* **What the task requires**: Update the listing below so that every occurrence of "Please indicate" reads "Please mark", with nothing else altered. Leave the pictures out of your answer.

Dataset items

------------------------------------------------

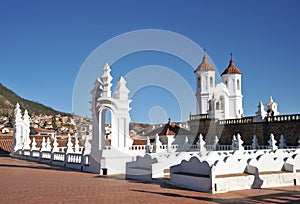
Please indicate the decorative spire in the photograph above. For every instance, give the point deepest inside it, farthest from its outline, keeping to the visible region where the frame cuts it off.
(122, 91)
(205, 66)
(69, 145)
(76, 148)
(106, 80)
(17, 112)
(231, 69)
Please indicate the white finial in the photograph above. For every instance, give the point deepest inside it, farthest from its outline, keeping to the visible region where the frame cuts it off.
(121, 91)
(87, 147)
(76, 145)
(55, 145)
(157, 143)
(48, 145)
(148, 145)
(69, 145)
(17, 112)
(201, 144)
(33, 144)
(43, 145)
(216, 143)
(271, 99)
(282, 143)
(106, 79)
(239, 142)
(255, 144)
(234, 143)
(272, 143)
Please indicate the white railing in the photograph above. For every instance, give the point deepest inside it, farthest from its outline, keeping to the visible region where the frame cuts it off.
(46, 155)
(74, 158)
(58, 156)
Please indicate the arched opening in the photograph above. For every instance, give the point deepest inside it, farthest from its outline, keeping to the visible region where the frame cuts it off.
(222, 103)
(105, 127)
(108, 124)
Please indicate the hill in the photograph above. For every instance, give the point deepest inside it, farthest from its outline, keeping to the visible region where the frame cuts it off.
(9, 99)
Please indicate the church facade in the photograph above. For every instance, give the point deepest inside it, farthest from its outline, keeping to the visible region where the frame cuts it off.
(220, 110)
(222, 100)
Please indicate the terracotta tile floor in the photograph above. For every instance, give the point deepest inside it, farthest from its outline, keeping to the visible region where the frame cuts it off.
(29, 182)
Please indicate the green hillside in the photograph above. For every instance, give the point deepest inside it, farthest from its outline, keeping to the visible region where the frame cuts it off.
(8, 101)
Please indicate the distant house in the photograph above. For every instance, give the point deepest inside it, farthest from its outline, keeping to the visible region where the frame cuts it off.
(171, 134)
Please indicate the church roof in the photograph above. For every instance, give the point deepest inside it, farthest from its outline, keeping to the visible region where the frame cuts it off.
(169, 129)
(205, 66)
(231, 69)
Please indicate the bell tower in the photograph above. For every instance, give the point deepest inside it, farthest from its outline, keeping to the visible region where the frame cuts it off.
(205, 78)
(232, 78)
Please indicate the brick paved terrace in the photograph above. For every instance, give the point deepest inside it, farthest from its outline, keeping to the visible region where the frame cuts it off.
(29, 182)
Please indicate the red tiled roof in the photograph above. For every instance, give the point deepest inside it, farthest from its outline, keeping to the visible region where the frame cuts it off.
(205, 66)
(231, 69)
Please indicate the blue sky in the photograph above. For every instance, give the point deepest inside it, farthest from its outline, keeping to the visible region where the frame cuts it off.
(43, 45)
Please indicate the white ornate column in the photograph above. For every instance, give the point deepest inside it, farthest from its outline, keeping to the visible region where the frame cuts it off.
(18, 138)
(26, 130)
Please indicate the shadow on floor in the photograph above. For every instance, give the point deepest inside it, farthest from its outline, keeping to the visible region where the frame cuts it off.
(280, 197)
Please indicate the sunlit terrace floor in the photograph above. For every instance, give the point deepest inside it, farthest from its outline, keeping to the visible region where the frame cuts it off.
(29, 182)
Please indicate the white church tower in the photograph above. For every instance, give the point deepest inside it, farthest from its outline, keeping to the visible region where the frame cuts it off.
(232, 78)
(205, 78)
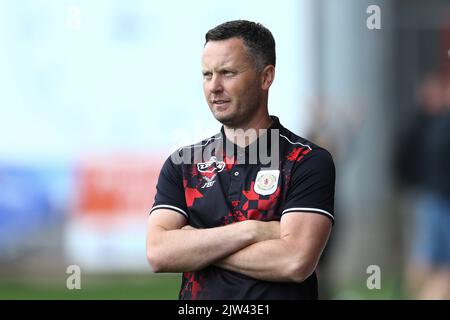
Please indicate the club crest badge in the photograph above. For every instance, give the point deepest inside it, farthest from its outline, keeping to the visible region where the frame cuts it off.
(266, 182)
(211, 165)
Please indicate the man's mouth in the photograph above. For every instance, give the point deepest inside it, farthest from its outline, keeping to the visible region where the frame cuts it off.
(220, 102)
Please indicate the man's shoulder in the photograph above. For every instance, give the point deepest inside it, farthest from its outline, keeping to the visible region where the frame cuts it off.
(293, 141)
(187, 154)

------------------------------------------------

* **Answer in full**:
Please mark the decorative spire in the photograph above. For every instance, give the point deepest inside it, farthest from its outline, keeping to the visible region where the frame cuts it off.
(122, 91)
(205, 66)
(69, 145)
(76, 148)
(106, 80)
(17, 112)
(231, 69)
Please mark the white finial in the photograph above. For every instance, give the point deepest inside it, farthest from its outline, keeping to the visible region where the frame cuts it off.
(121, 91)
(87, 147)
(76, 145)
(55, 145)
(157, 143)
(48, 145)
(148, 145)
(69, 145)
(17, 112)
(201, 144)
(33, 144)
(43, 145)
(216, 143)
(271, 99)
(282, 143)
(106, 79)
(239, 142)
(255, 144)
(234, 143)
(272, 143)
Please mark the white railing in the photograph above. For every instance, give the point deepest inside it, farthest from its outline, keeping to the visible region where the frame cuts it off.
(46, 155)
(74, 158)
(58, 156)
Please mark the arched opening in the photograph above. For every instance, give the point deepest inside it, farthest from its outline, keeping to the visible region where the frame cuts it off.
(222, 103)
(105, 127)
(108, 124)
Please mark the hill in the photograph above. For every instance, give the point deepest inside it, farthest from its outline, keeping to the visible region where the frame cuts it off.
(9, 99)
Please mark the church facade in the photograph above. For every instance, give the point deepest inside it, farthest from its outline, keeping to the visible region where the frame cuts it off.
(220, 110)
(222, 100)
Please mark the terracotta tile floor in the photograph above. For every instance, give the point deepest inside it, farthest from its outline, keeping to the visible region where the frame cuts it off.
(29, 182)
Please mark the green hillside in the photograph above. For every instance, give the point deepest inside it, farthest from its outline, keeping to the visible region where the frame cuts it off.
(8, 101)
Please mark the distant house in the photograph above. For every instance, give the point deepest inside it, farthest from its outline, keeping to the visible region where the frame cuts it off.
(171, 134)
Please mark the church roof in the photograph above. For every instance, give the point deepest inside it, farthest from its outline, keeping to the visible region where the frame cuts it off.
(169, 129)
(205, 66)
(231, 69)
Please mark the bell tower in the photograph above. For every instance, give the point deepest inside it, farthest from its outline, keeping to the visible region where the frame cuts it off.
(205, 78)
(232, 78)
Please mark the brick paved terrace in the photograph above. For every instance, give the point deepest inside it, farthest from its outline, keeping to the visible region where the frame cuts it off.
(29, 182)
Please mark the red tiled roof in the photograph above. For every instance, give the point deepest inside it, farthest from its outline, keeping to the visible region where the frame cuts it off.
(205, 66)
(231, 69)
Please mark the blue sky in the photograph above. For every instance, give the point deepest inside it, farthest from its outline, keeping to the visible region where the frame cuts it off.
(43, 45)
Please mark the white ornate column in the photograph above. For every instance, give the point deepest inside it, farthest from its outline, keeping to the visible region where the frame cuts it off.
(18, 138)
(26, 130)
Please mark the shadow on floor in the photograph above. For every instance, give the point deepest inside it, farthest from its outline, keeping to the visible region where the frame cuts it off.
(280, 197)
Please mark the sunlit terrace floor in the photograph above. For every instance, give the point deepest inside it, farthest from its outline, keeping to the visible region where the frame cuts it off.
(29, 182)
Please mark the white church tower in the photograph above. For every instance, give the point deepest inside it, farthest from its outline, keeping to the visible region where the frame cuts it off.
(232, 78)
(205, 78)
Please mark the club crest badge in the photograph above. For every instance, give the point deepest inside it, farthest from its outline, keeping to the visible region where the frame cuts it off.
(266, 182)
(211, 165)
Please mark the man's mouth in the photograph above. For every instance, give the point deepest inside it, farthest from its outline, keeping to the visible region where the frame cuts it off.
(220, 102)
Please mark the man's shoulder in the photograph above. For every instance, give the point deepest inside it, farthest from its outline, keeping to the visible region where the frame cuts it off.
(293, 141)
(187, 154)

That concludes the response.